▶ [Material for this task]
***

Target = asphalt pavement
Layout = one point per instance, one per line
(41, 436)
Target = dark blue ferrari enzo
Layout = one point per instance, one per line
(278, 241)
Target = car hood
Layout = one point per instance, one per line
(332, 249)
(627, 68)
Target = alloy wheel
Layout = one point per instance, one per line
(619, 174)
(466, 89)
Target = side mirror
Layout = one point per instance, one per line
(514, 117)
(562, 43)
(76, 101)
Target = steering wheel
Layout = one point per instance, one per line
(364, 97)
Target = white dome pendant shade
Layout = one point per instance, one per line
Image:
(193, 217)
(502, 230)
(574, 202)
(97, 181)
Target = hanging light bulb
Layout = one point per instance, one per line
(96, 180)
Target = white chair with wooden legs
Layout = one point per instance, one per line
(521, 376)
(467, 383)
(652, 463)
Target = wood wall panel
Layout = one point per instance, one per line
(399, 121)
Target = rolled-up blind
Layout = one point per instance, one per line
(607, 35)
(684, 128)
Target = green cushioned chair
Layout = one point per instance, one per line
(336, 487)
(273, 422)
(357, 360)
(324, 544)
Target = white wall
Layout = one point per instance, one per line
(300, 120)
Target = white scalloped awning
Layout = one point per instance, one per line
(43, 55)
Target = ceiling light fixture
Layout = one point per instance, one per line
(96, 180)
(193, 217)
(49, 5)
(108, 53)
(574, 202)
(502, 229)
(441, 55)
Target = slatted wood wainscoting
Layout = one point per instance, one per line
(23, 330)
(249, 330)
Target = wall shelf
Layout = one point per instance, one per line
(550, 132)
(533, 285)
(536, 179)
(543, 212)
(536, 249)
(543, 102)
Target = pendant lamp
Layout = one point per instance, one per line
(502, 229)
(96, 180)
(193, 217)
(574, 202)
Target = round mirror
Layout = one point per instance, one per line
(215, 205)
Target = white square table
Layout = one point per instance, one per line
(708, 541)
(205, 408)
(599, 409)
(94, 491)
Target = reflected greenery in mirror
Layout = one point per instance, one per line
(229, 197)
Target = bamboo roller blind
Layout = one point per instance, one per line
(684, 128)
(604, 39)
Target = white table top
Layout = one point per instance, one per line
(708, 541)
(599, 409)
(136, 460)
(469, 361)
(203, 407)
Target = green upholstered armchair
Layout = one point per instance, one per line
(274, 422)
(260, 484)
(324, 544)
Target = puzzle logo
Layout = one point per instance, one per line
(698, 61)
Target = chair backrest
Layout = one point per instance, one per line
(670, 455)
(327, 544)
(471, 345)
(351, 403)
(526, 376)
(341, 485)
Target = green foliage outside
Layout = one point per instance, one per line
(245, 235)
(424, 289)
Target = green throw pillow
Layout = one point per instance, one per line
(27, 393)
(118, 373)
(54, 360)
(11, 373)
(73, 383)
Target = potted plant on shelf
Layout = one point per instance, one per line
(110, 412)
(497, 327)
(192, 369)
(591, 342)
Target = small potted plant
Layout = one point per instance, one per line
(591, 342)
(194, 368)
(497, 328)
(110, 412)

***

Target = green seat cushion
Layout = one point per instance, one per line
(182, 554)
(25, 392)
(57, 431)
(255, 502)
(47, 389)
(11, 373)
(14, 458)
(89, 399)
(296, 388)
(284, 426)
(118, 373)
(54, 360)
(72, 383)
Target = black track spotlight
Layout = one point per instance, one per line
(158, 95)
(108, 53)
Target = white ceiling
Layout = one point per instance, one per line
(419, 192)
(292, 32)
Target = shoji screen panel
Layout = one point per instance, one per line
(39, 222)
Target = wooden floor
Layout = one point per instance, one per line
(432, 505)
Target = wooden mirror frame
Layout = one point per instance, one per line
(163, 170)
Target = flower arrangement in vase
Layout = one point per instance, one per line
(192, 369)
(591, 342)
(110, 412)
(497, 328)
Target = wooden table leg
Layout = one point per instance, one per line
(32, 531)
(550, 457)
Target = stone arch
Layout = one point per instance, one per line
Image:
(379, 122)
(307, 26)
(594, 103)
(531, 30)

***

Please count the lines in the records above that contain the word "white" with the same capitalization, and give only the number.

▶ [Exercise result]
7